■ **Written request**
Transcribe the lines below verbatim, skipping the images.
::: Input records
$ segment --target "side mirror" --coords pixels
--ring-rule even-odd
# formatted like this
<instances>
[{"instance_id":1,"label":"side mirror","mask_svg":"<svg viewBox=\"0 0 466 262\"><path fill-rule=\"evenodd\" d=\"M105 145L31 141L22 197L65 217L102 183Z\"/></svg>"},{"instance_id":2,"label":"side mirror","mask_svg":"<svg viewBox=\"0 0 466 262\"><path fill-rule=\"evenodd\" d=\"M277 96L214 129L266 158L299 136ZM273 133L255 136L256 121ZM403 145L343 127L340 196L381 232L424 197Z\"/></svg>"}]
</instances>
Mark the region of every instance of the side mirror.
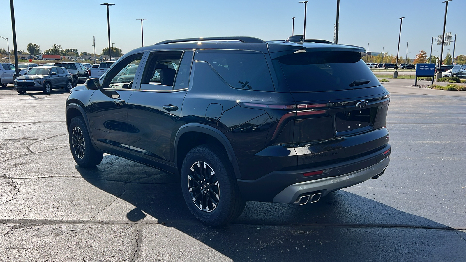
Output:
<instances>
[{"instance_id":1,"label":"side mirror","mask_svg":"<svg viewBox=\"0 0 466 262\"><path fill-rule=\"evenodd\" d=\"M86 80L84 83L86 88L90 90L97 90L99 89L99 79L89 78Z\"/></svg>"}]
</instances>

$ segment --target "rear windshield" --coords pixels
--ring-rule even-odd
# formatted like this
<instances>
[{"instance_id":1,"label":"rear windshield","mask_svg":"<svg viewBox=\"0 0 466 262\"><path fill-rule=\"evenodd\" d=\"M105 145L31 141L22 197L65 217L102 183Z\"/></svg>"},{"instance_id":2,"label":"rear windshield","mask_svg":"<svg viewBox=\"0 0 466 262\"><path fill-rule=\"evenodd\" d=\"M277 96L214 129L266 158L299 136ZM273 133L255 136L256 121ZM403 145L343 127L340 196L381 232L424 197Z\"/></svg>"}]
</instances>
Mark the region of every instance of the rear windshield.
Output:
<instances>
[{"instance_id":1,"label":"rear windshield","mask_svg":"<svg viewBox=\"0 0 466 262\"><path fill-rule=\"evenodd\" d=\"M60 66L62 67L64 67L67 69L69 69L77 70L76 69L76 66L75 65L75 64L59 64L57 63L55 64L55 66Z\"/></svg>"},{"instance_id":2,"label":"rear windshield","mask_svg":"<svg viewBox=\"0 0 466 262\"><path fill-rule=\"evenodd\" d=\"M276 70L281 68L291 92L335 91L380 84L357 52L296 53L278 57L273 63Z\"/></svg>"}]
</instances>

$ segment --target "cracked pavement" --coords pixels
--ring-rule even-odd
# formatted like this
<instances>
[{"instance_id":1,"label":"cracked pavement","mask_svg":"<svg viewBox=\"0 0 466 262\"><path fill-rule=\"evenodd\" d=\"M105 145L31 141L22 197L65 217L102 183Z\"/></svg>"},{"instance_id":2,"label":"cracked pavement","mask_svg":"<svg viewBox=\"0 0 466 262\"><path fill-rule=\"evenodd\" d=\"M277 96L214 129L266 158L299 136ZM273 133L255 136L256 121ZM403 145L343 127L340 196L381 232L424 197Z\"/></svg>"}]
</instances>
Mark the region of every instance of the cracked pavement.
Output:
<instances>
[{"instance_id":1,"label":"cracked pavement","mask_svg":"<svg viewBox=\"0 0 466 262\"><path fill-rule=\"evenodd\" d=\"M391 81L384 175L313 204L248 202L219 228L178 177L108 155L77 166L67 93L0 88L0 261L466 261L466 92Z\"/></svg>"}]
</instances>

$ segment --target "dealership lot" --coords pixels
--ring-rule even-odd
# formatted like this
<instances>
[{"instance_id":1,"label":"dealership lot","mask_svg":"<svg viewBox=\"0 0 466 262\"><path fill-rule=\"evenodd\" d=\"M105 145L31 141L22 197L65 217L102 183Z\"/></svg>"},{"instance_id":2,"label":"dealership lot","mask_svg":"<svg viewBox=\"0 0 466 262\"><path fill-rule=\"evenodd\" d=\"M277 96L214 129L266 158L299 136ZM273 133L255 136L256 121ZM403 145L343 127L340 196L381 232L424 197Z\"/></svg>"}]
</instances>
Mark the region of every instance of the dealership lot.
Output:
<instances>
[{"instance_id":1,"label":"dealership lot","mask_svg":"<svg viewBox=\"0 0 466 262\"><path fill-rule=\"evenodd\" d=\"M178 177L110 155L76 165L63 90L0 88L0 257L465 261L466 92L391 81L384 175L312 205L248 202L219 228L192 216Z\"/></svg>"}]
</instances>

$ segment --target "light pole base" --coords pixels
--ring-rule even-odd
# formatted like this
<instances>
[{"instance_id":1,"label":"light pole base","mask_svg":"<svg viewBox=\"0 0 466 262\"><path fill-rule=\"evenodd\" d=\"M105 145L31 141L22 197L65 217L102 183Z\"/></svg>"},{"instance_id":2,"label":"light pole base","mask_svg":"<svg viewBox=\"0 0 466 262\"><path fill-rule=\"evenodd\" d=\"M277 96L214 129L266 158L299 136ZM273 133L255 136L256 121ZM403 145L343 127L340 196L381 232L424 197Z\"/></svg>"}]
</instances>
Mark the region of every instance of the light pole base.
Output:
<instances>
[{"instance_id":1,"label":"light pole base","mask_svg":"<svg viewBox=\"0 0 466 262\"><path fill-rule=\"evenodd\" d=\"M439 82L439 78L442 78L442 73L437 73L435 75L435 82Z\"/></svg>"}]
</instances>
::::::
■ **Full output**
$ segment --target "side mirror" --coords pixels
--ring-rule even-odd
# formatted like this
<instances>
[{"instance_id":1,"label":"side mirror","mask_svg":"<svg viewBox=\"0 0 466 262\"><path fill-rule=\"evenodd\" d=\"M105 145L31 141L22 197L65 217L102 183Z\"/></svg>"},{"instance_id":2,"label":"side mirror","mask_svg":"<svg viewBox=\"0 0 466 262\"><path fill-rule=\"evenodd\" d=\"M277 96L214 129L266 158L299 136ZM273 133L255 136L256 121ZM403 145L343 127L340 196L381 232L424 197Z\"/></svg>"}]
</instances>
Mark the region of every instance of the side mirror.
Output:
<instances>
[{"instance_id":1,"label":"side mirror","mask_svg":"<svg viewBox=\"0 0 466 262\"><path fill-rule=\"evenodd\" d=\"M86 80L84 83L86 88L90 90L97 90L99 89L99 79L89 78Z\"/></svg>"}]
</instances>

$ segment --target "rear windshield" --coords pixels
--ring-rule even-odd
# formatted like this
<instances>
[{"instance_id":1,"label":"rear windshield","mask_svg":"<svg viewBox=\"0 0 466 262\"><path fill-rule=\"evenodd\" d=\"M105 145L31 141L22 197L65 217L102 183Z\"/></svg>"},{"instance_id":2,"label":"rear windshield","mask_svg":"<svg viewBox=\"0 0 466 262\"><path fill-rule=\"evenodd\" d=\"M277 96L214 129L266 158L299 136ZM273 133L255 136L256 121ZM403 145L343 127L340 196L381 232L424 197Z\"/></svg>"}]
</instances>
Mark the region of every instance of the rear windshield.
Output:
<instances>
[{"instance_id":1,"label":"rear windshield","mask_svg":"<svg viewBox=\"0 0 466 262\"><path fill-rule=\"evenodd\" d=\"M60 66L62 67L64 67L67 69L69 69L77 70L76 69L76 66L75 65L75 64L59 64L57 63L55 64L55 66Z\"/></svg>"},{"instance_id":2,"label":"rear windshield","mask_svg":"<svg viewBox=\"0 0 466 262\"><path fill-rule=\"evenodd\" d=\"M276 70L281 68L291 92L335 91L380 84L357 52L296 53L278 57L273 63Z\"/></svg>"}]
</instances>

$ segment --target "cracked pavement" --coords pixels
--ring-rule even-odd
# formatted like this
<instances>
[{"instance_id":1,"label":"cracked pavement","mask_svg":"<svg viewBox=\"0 0 466 262\"><path fill-rule=\"evenodd\" d=\"M105 145L31 141L22 197L65 217L102 183Z\"/></svg>"},{"instance_id":2,"label":"cracked pavement","mask_svg":"<svg viewBox=\"0 0 466 262\"><path fill-rule=\"evenodd\" d=\"M277 96L214 129L266 158L299 136ZM273 133L255 136L256 121ZM403 145L343 127L340 196L381 232L424 197Z\"/></svg>"}]
</instances>
Mark the region of every instance of the cracked pavement.
Output:
<instances>
[{"instance_id":1,"label":"cracked pavement","mask_svg":"<svg viewBox=\"0 0 466 262\"><path fill-rule=\"evenodd\" d=\"M391 81L384 175L313 204L248 202L219 228L178 177L108 155L77 166L67 93L0 88L0 261L466 261L466 92Z\"/></svg>"}]
</instances>

$ segment --target "dealership lot" --coords pixels
--ring-rule even-odd
# formatted like this
<instances>
[{"instance_id":1,"label":"dealership lot","mask_svg":"<svg viewBox=\"0 0 466 262\"><path fill-rule=\"evenodd\" d=\"M105 145L31 141L22 197L65 217L102 183Z\"/></svg>"},{"instance_id":2,"label":"dealership lot","mask_svg":"<svg viewBox=\"0 0 466 262\"><path fill-rule=\"evenodd\" d=\"M277 96L214 129L266 158L299 136ZM273 133L255 136L256 121ZM403 145L343 127L340 196L381 232L424 197Z\"/></svg>"}]
</instances>
Mark the region of every instance of the dealership lot.
Output:
<instances>
[{"instance_id":1,"label":"dealership lot","mask_svg":"<svg viewBox=\"0 0 466 262\"><path fill-rule=\"evenodd\" d=\"M178 177L110 155L76 165L63 90L0 88L0 257L465 261L466 92L391 81L384 175L312 205L248 202L219 228L192 216Z\"/></svg>"}]
</instances>

$ segment --target "light pole base" --coords pixels
--ring-rule even-odd
# formatted like this
<instances>
[{"instance_id":1,"label":"light pole base","mask_svg":"<svg viewBox=\"0 0 466 262\"><path fill-rule=\"evenodd\" d=\"M105 145L31 141L22 197L65 217L102 183Z\"/></svg>"},{"instance_id":2,"label":"light pole base","mask_svg":"<svg viewBox=\"0 0 466 262\"><path fill-rule=\"evenodd\" d=\"M277 96L214 129L266 158L299 136ZM273 133L255 136L256 121ZM403 145L343 127L340 196L381 232L424 197Z\"/></svg>"}]
</instances>
Mark the region of every instance of the light pole base.
Output:
<instances>
[{"instance_id":1,"label":"light pole base","mask_svg":"<svg viewBox=\"0 0 466 262\"><path fill-rule=\"evenodd\" d=\"M439 82L439 78L442 78L442 73L437 73L435 75L435 82Z\"/></svg>"}]
</instances>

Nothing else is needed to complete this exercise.